> **Stated exercise**:
Copy out each line from the items below that contains the word "yellow".

Data listing:
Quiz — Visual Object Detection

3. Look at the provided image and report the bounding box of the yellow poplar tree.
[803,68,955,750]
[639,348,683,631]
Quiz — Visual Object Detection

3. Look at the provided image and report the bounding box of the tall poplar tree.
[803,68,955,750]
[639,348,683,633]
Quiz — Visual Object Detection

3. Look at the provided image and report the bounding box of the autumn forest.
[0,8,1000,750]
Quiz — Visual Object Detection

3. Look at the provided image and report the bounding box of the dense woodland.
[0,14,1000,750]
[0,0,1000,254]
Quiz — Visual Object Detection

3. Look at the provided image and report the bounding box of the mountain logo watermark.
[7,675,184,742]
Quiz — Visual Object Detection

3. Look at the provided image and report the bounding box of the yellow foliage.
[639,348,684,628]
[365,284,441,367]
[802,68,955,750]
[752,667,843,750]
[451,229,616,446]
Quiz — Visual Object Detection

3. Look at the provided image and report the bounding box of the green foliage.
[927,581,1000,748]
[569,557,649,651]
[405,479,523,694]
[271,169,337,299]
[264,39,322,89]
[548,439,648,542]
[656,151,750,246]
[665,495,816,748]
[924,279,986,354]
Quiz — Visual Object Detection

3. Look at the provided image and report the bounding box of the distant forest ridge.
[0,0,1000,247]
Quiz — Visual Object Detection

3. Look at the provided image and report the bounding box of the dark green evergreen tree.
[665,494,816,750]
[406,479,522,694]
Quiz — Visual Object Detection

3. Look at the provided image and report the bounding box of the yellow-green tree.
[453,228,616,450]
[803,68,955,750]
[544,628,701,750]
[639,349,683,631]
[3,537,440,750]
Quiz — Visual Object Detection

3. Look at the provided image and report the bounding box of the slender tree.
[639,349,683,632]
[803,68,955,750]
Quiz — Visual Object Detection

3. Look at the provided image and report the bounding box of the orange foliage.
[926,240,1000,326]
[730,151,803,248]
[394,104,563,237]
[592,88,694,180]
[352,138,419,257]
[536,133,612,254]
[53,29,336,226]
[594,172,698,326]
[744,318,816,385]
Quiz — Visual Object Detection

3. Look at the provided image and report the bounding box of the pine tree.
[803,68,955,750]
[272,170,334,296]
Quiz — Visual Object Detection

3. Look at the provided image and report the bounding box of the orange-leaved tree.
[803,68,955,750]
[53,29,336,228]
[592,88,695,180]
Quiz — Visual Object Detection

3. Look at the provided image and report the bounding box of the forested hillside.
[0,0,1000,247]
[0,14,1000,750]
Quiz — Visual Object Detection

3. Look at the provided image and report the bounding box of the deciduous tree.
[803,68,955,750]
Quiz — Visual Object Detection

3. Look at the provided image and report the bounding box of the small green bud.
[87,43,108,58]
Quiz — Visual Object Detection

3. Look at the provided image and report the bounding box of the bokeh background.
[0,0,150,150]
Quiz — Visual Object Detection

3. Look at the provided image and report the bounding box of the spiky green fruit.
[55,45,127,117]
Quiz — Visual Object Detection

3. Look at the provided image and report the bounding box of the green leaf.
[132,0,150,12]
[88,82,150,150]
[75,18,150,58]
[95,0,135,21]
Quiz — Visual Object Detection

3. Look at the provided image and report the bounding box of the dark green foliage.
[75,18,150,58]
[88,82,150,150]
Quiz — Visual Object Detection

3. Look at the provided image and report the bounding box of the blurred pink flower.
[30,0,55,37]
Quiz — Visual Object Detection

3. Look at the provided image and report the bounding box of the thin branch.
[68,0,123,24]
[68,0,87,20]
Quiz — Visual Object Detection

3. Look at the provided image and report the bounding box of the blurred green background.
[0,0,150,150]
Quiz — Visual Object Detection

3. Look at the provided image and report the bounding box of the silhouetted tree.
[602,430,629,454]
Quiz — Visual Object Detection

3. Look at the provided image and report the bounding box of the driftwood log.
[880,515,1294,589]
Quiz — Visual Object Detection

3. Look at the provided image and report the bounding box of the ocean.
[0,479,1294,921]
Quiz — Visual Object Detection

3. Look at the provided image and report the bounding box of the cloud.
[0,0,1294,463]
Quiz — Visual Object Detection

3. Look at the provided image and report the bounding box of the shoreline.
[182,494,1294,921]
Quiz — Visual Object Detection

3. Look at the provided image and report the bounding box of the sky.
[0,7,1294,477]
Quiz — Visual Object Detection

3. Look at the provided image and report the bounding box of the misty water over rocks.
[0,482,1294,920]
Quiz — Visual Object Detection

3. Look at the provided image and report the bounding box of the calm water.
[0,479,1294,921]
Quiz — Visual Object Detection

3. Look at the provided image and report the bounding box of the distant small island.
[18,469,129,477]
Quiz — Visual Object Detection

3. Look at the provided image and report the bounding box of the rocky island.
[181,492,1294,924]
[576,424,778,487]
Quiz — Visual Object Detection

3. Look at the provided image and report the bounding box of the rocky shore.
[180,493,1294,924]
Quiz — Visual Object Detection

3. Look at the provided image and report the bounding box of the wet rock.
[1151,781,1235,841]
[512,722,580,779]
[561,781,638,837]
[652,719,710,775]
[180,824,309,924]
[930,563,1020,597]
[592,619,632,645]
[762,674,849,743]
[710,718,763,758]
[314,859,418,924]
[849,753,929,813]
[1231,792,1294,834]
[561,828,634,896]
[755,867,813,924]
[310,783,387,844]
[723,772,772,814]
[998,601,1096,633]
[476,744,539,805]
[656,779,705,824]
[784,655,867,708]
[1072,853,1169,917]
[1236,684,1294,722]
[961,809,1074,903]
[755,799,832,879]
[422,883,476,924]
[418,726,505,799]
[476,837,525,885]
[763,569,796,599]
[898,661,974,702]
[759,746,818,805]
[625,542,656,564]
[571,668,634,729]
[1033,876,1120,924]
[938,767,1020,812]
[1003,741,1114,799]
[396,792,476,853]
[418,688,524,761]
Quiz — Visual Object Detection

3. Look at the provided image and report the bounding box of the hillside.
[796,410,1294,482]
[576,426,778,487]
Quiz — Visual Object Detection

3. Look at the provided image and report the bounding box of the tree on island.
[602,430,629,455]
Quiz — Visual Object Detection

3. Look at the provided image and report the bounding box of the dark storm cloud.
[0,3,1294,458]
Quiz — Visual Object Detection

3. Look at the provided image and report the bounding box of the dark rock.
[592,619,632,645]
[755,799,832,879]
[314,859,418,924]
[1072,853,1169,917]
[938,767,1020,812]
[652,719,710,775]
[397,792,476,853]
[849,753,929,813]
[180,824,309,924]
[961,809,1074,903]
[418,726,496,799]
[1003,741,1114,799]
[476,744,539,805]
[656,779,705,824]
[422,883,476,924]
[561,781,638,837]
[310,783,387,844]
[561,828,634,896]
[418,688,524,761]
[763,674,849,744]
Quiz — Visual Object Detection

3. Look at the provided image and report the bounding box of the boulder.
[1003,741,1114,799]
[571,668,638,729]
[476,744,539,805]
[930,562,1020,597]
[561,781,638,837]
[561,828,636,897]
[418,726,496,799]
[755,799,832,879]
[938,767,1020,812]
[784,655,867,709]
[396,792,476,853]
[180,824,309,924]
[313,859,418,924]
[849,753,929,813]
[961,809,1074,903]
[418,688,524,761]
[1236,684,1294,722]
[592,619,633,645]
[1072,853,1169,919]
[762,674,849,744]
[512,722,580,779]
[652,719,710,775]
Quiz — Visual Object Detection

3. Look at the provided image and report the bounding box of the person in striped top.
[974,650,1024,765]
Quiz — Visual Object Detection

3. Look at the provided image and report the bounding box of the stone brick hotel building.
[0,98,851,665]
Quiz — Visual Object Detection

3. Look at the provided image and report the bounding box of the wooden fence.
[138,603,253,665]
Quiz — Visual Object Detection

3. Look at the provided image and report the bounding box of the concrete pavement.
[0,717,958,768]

> **Written reply**:
3. Look at the provided image and report the bounding box of the yellow poplar tree.
3. Look at the provided image and report the bounding box of the yellow foliage.
3. Look at the provided image and report the bounding box of the yellow-green tree.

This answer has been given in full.